▶ **文書抜粋**
2017年02月26日 | 奈良ものろーぐ(奈良日日新聞)
毎月第4金曜日、奈良日日新聞に連載している「奈良ものろーぐ」、2月24日(金)付で掲載されたのは「阪本仙次/産業・文化を育てた大実業家」だった。
※トップ写真は、公益財団法人が運営する阪本龍門文庫。左奥は書庫

吉野町から地元情報を発信する「吉野スタイル」の磯崎典央(いそざき・のりお)さんと電話で話しているとき、仙次氏のお名前を耳にした。この名前には覚えがある。「吉野材木銀行を興した方です」とお聞きして思い出し、あの分厚い『南都銀行五十年史』を繰ってみた。

南都銀行は昭和9年(1934年)6月、六十八、吉野、八木、御所の4行が合併して設立された。その吉野銀行の前身銀行の1つが吉野材木銀行で、この銀行を興したのが阪本仙次氏だ。仙次氏はのちに吉野銀行の頭取も務めている。人望が厚く、4行合併時には初代の南都銀行頭取にも推されていたが、脳溢血で前月に急逝された。『日本人名大辞典』には、

1869−1934 明治-昭和時代前期の実業家。明治2年2月生まれ。奈良県の人。林業家として知られ、大正14年阪本林業を創設し、社長。ほかに吉野銀行(南都銀行の前身)頭取、奈良信託社長などをつとめる。また和歌を佐佐木信綱にまなんだ。昭和9年5月5日死去。66歳。

仙次氏の情報を集めようと奈良県立図書情報館にお邪魔し、親切な職員さんに協力してもらっていろいろ調べたが、『南都銀行五十年史』以上の情報はほとんど集まらない。仙次氏にゆかりのある近畿日本鉄道に聞いても、情報はなさそうだった。

そこで仙次氏のご長男・猷(ゆう)氏が収集した和漢の典籍を保管する阪本龍門文庫(吉野郡吉野町大字上市151番地)を訪ねたところ、Sさんという女性(「公益財団法人 阪本龍門文庫」にご勤務)からいろんなお話を伺うことができた。ここでジグソーパズルの最後の1ピースが嵌(は)まったのである。

▶ **課題 1**
記録のうち文字列「jeans」を含む行をすべて特定し、各行をそのまま書き出すこと。
次の記録は、上の文書抜粋と内容上の関係を持たない。

▶ **データ記録**

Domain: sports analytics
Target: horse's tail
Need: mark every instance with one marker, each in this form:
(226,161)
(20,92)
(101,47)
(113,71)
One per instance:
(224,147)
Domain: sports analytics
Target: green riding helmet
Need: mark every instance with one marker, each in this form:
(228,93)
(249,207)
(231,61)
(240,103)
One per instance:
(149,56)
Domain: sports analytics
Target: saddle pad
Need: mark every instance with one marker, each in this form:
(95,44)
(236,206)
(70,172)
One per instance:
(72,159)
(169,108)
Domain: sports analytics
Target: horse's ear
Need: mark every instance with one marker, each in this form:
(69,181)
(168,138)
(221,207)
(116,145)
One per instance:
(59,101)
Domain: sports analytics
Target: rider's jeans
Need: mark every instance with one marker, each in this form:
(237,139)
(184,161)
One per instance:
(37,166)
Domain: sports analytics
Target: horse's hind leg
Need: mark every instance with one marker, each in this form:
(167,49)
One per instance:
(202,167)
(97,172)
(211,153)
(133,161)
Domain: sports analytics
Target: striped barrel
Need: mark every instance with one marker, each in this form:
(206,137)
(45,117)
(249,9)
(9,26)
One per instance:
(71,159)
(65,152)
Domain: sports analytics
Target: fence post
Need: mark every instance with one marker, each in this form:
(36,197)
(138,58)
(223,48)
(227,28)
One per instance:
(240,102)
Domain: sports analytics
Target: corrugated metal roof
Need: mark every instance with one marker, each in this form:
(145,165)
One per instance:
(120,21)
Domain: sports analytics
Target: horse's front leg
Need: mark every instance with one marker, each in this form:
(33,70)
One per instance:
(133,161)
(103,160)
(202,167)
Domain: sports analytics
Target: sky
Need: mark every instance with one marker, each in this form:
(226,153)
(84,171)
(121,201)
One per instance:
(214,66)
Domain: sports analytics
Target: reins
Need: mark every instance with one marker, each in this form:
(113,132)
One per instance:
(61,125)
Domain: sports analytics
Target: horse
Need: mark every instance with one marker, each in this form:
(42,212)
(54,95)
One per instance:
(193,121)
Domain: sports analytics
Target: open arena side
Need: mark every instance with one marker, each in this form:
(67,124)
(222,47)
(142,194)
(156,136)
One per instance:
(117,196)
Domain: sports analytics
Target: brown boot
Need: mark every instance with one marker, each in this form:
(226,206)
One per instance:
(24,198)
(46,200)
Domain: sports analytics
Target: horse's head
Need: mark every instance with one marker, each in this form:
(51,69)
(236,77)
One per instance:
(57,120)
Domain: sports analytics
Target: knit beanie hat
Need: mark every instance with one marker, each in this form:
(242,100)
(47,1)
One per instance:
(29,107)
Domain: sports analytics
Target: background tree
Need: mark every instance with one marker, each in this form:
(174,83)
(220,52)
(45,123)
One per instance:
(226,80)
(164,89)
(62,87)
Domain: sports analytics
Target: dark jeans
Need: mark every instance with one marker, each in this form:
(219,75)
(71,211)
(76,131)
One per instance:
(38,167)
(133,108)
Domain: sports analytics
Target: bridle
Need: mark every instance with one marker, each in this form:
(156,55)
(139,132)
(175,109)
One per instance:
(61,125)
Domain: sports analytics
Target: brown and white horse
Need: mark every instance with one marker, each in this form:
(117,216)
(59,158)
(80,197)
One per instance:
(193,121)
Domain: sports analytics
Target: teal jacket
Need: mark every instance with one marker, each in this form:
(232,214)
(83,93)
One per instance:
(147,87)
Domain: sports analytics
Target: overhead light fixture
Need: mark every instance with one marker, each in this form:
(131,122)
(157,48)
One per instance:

▶ **課題 2**
文書抜粋を、「吉野町から地元情報を発信する」を含む語句から書き始め、「和9年5月5日死去。66歳。」の直後で止めて、一字一句変えずに写すこと。

▶ **正答 1**
Target: rider's jeans
Target: dark jeans

▶ **正答 2**
吉野町から地元情報を発信する「吉野スタイル」の磯崎典央(いそざき・のりお)さんと電話で話しているとき、仙次氏のお名前を耳にした。この名前には覚えがある。「吉野材木銀行を興した方です」とお聞きして思い出し、あの分厚い『南都銀行五十年史』を繰ってみた。

南都銀行は昭和9年(1934年)6月、六十八、吉野、八木、御所の4行が合併して設立された。その吉野銀行の前身銀行の1つが吉野材木銀行で、この銀行を興したのが阪本仙次氏だ。仙次氏はのちに吉野銀行の頭取も務めている。人望が厚く、4行合併時には初代の南都銀行頭取にも推されていたが、脳溢血で前月に急逝された。『日本人名大辞典』には、

1869−1934 明治-昭和時代前期の実業家。明治2年2月生まれ。奈良県の人。林業家として知られ、大正14年阪本林業を創設し、社長。ほかに吉野銀行(南都銀行の前身)頭取、奈良信託社長などをつとめる。また和歌を佐佐木信綱にまなんだ。昭和9年5月5日死去。66歳。